What this task involves: Lay out every line of the listing below as a JSON list of strings, one string per line, leaving out blank lines.

Exercise materials:

++++++++++++++++++++

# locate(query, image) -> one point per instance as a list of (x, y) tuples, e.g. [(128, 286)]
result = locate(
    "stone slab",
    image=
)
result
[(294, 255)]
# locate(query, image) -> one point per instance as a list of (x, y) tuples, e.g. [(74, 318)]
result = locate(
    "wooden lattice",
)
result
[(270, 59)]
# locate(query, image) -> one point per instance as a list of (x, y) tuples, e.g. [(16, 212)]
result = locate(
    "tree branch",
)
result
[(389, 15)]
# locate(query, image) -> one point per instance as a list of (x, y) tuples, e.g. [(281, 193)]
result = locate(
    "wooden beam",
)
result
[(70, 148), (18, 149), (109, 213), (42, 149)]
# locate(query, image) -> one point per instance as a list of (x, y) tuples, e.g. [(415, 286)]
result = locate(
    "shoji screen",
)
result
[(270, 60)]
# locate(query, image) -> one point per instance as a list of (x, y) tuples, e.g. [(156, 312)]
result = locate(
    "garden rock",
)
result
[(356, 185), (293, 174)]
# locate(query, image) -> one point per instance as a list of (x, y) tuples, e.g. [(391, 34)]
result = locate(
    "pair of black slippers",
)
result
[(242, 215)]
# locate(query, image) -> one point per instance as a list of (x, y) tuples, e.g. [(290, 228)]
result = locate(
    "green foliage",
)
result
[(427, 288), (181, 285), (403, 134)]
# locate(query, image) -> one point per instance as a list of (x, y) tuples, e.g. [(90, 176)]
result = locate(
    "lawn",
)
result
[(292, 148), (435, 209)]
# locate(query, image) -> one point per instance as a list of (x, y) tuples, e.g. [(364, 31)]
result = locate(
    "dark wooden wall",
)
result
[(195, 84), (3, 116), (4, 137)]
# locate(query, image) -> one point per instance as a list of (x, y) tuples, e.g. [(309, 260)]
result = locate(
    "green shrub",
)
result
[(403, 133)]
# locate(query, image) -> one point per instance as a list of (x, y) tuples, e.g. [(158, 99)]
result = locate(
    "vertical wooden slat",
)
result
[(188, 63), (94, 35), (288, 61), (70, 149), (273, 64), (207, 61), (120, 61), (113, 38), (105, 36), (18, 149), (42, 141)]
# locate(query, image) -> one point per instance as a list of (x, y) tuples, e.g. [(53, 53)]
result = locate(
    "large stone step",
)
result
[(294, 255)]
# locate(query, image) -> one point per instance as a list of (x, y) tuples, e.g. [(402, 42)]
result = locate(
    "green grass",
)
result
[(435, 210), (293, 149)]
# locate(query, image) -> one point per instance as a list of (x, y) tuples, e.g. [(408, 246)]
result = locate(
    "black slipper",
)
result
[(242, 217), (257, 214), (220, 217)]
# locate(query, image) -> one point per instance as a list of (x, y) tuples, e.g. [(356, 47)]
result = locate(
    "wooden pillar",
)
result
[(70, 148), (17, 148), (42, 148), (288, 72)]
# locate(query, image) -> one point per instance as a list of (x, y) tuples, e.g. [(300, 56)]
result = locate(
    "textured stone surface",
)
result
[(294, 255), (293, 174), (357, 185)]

++++++++++++++++++++

Completed task:
[
  "# locate(query, image) -> one point per instance as a list of (x, y) tuples, e.g. [(128, 286)]",
  "result = locate(",
  "    \"stone slab\",",
  "    image=",
  ")",
  "result",
  "[(294, 255)]",
  "# locate(query, image) -> one point per instance as a list of (x, y) tuples, e.g. [(74, 318)]",
  "result = locate(",
  "    \"wooden lattice\",",
  ")",
  "result",
  "[(270, 59)]",
  "# locate(query, image) -> one point per instance as a list of (x, y) tuples, e.g. [(16, 212)]",
  "result = locate(",
  "    \"tree branch\",",
  ")",
  "result",
  "[(389, 15)]",
  "# locate(query, image) -> one point per instance as a list of (x, y) tuples, e.g. [(281, 193)]",
  "result = locate(",
  "    \"wooden beam\",",
  ")",
  "result",
  "[(70, 148), (18, 149), (109, 213), (42, 149)]",
  "# locate(query, image) -> one point per instance as a list of (x, y) tuples, e.g. [(415, 286)]",
  "result = locate(",
  "    \"shoji screen\",",
  ")",
  "result",
  "[(270, 60)]",
  "# locate(query, image) -> one point per instance as a list of (x, y) tuples, e.g. [(156, 312)]",
  "result = locate(",
  "    \"garden rock\",",
  ")",
  "result",
  "[(356, 185), (293, 174)]",
  "# locate(query, image) -> one point per instance as a list of (x, y) tuples, e.g. [(391, 34)]",
  "result = locate(",
  "    \"pair of black slippers\",",
  ")",
  "result",
  "[(242, 215)]",
  "# locate(query, image) -> one point per instance as a list of (x, y) tuples, e.g. [(290, 228)]",
  "result = locate(",
  "    \"green foliage\",",
  ")",
  "result",
  "[(427, 288), (181, 285), (403, 134)]",
  "# locate(query, image) -> one point per instance as a list of (x, y) tuples, e.g. [(90, 176)]",
  "result = locate(",
  "    \"lawn\",",
  ")",
  "result",
  "[(292, 148), (435, 209)]",
  "# locate(query, image) -> one point per instance as a list of (x, y) tuples, e.g. [(364, 31)]",
  "result = locate(",
  "    \"dark wooden wall\",",
  ")",
  "result",
  "[(195, 84), (3, 116), (4, 137)]",
  "# locate(query, image) -> one point per instance as a list of (x, y) tuples, e.g. [(309, 260)]",
  "result = locate(",
  "    \"green shrub\",",
  ")",
  "result",
  "[(403, 133)]",
  "# locate(query, image) -> one point per instance as a list of (x, y) tuples, e.g. [(158, 99)]",
  "result = locate(",
  "    \"vertical wooden slat\",",
  ")",
  "result",
  "[(188, 63), (94, 35), (288, 61), (70, 149), (273, 64), (207, 61), (120, 61), (113, 38), (105, 36), (18, 149), (42, 141)]",
  "# locate(query, image) -> one point per instance as a list of (x, y) tuples, e.g. [(53, 53)]",
  "result = locate(",
  "    \"large stone step\",",
  ")",
  "result",
  "[(294, 255)]",
  "# locate(query, image) -> one point per instance as a list of (x, y) tuples, e.g. [(402, 42)]",
  "result = locate(",
  "    \"green grass\",",
  ")",
  "result",
  "[(435, 210), (293, 149)]",
  "# locate(query, image) -> one point per instance as a list of (x, y) tuples, e.g. [(408, 246)]",
  "result = locate(",
  "    \"black slipper\",",
  ")",
  "result",
  "[(242, 217), (257, 214), (220, 217)]",
  "# locate(query, image) -> one point per instance as a list of (x, y) tuples, e.g. [(356, 47)]",
  "result = locate(",
  "    \"wooden pillar\",",
  ")",
  "result",
  "[(70, 148), (17, 148), (42, 148), (288, 72)]",
  "# locate(query, image) -> one point per instance as a list of (x, y) tuples, e.g. [(300, 56)]",
  "result = locate(",
  "    \"textured stone surface\",",
  ")",
  "result",
  "[(294, 255), (293, 174), (357, 185)]"
]